[What this task involves]
Below are the records. Reproduce the line that contains "of the striped" and every line after it to the end, exactly and alone.

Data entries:
##############################

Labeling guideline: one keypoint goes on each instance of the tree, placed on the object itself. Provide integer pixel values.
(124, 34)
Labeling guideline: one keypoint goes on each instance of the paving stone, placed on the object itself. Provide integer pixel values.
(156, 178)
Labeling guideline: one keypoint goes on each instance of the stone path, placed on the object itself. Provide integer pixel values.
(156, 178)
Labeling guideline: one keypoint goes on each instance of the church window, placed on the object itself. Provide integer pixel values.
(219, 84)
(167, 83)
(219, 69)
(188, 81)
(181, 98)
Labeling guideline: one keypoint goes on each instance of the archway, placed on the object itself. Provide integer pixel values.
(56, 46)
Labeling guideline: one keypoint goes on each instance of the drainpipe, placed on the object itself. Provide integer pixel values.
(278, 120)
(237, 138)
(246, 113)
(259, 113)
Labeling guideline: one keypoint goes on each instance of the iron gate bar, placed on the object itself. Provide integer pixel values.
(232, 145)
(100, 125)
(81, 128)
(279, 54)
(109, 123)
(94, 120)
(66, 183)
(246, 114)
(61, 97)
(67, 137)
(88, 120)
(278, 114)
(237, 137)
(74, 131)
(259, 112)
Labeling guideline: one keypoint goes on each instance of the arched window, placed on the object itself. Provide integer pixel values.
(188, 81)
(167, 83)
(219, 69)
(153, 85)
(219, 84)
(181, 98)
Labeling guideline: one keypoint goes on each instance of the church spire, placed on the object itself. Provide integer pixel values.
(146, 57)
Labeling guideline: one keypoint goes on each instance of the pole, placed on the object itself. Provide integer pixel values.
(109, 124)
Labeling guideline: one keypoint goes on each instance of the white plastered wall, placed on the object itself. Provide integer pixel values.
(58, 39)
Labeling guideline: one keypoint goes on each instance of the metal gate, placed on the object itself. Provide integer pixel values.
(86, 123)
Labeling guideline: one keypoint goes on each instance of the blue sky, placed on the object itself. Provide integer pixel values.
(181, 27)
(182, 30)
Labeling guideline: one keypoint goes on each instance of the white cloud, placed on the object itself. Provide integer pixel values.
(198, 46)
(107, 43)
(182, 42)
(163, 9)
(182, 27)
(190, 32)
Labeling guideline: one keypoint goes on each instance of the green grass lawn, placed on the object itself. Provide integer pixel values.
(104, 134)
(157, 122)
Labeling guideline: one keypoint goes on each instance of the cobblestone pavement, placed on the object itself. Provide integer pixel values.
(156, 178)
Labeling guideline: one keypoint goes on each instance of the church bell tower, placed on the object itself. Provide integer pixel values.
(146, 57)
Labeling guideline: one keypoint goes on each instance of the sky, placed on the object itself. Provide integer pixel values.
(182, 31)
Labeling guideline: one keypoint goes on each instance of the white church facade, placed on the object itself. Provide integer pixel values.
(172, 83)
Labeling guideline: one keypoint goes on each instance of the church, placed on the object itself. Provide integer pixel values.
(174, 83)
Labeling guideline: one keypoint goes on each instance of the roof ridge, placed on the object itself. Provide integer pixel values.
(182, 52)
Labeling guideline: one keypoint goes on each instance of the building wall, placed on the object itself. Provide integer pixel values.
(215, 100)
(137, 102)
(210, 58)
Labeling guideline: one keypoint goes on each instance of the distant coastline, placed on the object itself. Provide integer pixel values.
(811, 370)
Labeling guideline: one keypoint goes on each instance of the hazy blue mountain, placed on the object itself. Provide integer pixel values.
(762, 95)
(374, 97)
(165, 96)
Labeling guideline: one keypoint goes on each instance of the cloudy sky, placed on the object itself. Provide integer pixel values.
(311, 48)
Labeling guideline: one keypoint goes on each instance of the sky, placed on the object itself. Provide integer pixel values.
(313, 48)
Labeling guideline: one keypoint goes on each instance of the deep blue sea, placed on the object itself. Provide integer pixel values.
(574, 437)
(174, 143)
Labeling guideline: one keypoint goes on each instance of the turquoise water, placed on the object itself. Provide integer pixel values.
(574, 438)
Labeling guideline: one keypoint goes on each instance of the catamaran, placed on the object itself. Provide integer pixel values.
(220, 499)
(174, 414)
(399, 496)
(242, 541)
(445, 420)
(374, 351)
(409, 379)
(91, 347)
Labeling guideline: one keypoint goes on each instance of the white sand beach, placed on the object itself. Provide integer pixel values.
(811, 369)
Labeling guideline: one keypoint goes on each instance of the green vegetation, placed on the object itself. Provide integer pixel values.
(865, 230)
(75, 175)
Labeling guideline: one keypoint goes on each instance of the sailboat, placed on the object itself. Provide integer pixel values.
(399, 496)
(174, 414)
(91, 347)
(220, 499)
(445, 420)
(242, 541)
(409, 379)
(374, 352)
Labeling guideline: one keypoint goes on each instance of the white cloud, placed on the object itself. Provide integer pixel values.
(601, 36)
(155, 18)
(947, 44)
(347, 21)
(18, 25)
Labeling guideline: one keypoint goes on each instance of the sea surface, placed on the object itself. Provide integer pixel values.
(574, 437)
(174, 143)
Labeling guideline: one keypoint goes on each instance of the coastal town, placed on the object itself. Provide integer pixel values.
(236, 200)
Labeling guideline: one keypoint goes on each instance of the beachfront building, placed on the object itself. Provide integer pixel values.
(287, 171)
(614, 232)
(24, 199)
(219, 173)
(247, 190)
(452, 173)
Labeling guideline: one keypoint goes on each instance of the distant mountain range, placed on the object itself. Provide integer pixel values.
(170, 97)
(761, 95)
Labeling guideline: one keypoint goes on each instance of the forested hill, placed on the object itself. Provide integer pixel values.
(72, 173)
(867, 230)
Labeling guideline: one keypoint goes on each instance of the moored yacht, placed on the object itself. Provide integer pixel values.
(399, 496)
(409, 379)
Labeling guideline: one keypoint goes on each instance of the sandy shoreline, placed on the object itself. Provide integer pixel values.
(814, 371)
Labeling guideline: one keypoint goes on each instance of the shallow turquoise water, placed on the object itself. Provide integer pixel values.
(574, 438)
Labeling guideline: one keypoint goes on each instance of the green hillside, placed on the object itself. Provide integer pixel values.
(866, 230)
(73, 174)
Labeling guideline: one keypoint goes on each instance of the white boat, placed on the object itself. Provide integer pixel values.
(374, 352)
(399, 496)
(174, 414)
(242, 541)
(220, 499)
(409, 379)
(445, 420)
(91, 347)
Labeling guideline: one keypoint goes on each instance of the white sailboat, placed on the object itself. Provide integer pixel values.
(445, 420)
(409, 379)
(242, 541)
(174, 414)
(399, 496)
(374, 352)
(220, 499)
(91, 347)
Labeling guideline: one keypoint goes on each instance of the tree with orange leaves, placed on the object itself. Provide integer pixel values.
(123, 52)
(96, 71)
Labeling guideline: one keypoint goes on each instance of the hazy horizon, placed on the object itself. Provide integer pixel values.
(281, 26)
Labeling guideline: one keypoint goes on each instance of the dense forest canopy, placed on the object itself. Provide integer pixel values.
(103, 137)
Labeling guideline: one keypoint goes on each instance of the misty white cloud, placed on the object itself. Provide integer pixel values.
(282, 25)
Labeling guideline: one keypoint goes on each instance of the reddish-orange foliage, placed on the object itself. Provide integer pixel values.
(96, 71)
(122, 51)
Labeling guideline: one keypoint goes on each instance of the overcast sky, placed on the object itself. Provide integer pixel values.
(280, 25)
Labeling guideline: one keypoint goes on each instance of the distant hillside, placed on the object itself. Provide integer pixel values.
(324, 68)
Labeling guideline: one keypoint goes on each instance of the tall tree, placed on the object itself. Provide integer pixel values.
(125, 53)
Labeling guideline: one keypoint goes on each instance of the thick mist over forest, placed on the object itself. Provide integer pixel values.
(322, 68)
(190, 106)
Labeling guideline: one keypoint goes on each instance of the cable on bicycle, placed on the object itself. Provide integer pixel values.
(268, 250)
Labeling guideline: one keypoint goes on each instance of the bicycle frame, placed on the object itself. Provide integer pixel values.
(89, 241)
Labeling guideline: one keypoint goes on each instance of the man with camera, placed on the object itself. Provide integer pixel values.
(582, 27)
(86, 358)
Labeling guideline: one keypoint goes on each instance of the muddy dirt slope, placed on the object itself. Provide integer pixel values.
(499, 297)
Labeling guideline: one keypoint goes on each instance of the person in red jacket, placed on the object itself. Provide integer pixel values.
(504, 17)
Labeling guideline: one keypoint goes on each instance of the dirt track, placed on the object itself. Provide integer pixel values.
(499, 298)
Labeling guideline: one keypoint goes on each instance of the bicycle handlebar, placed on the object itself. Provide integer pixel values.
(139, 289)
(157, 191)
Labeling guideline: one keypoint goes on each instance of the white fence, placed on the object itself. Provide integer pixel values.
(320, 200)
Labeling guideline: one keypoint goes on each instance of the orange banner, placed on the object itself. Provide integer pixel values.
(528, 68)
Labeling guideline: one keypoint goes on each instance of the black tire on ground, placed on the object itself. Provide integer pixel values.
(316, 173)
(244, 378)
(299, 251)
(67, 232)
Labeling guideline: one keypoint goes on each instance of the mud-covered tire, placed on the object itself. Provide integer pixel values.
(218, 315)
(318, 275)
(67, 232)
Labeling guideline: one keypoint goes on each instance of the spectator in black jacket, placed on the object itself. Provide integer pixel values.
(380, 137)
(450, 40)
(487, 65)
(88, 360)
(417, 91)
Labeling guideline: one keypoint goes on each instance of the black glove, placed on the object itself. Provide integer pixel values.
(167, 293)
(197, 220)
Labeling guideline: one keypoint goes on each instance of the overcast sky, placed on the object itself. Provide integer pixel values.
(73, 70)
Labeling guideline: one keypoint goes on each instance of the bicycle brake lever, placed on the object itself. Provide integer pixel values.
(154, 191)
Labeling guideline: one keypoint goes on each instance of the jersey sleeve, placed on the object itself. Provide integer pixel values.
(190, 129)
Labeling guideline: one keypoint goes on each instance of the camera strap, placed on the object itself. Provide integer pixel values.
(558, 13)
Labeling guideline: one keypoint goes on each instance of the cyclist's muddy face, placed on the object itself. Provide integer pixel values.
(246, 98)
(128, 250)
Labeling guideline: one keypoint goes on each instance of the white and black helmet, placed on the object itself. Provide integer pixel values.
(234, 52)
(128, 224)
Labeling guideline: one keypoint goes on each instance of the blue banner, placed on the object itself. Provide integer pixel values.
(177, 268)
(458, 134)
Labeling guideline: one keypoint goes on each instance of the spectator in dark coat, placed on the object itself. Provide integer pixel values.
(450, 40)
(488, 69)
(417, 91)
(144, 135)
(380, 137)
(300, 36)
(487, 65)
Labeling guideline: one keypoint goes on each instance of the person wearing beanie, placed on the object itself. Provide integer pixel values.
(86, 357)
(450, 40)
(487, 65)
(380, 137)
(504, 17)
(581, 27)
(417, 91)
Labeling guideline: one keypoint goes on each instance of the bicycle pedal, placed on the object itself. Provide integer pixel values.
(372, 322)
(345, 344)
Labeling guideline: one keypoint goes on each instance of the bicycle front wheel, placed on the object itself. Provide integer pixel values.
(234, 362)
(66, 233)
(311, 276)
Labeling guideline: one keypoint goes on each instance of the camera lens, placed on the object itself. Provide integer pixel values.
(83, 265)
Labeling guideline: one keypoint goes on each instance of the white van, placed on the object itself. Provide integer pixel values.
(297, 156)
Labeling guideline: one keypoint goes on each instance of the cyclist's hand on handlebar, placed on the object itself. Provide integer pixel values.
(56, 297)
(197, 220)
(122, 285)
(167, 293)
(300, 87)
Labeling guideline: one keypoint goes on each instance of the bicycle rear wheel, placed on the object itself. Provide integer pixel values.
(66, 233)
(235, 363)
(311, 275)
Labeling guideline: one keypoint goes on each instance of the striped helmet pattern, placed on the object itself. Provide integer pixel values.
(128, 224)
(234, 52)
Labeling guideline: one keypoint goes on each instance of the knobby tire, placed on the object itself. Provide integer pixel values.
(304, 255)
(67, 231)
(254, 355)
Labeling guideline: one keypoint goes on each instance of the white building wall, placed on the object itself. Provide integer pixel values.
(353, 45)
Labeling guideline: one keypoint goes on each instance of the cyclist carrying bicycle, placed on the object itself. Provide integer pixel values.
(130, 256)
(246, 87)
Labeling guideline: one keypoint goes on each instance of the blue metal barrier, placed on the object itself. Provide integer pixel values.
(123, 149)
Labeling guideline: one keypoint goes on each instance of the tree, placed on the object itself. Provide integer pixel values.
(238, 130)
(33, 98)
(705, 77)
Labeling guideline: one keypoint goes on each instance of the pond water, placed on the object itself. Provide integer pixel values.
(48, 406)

##############################

[Output for this exercise]
Labeling guideline: one keypoint goes on each instance of the striped helmet pattern, placed on the object itself. Provide integer pixel values.
(128, 224)
(234, 52)
Labeling guideline: one keypoint goes on each instance of the knobby tire, placed on the object itself. Provide integer pixel values.
(304, 255)
(67, 231)
(254, 355)
Labeling guideline: one keypoint goes on each instance of the white building wall, placed on the object itself. Provide integer pixel values.
(353, 45)
Labeling guideline: one keypoint goes on each instance of the cyclist carrying bicycle, placed on the object itself. Provide integer pixel values.
(130, 256)
(246, 87)
Labeling guideline: one keypoint goes on each instance of the blue metal barrier, placed on the object itself. Provide integer pixel values.
(123, 149)
Labeling guideline: one keypoint goes on each instance of the tree, placed on the object itself. Provide integer pixel values.
(238, 130)
(33, 98)
(705, 77)
Labeling guideline: one keypoint goes on each instance of the pond water, placed on the object itself. Provide integer pixel values.
(48, 406)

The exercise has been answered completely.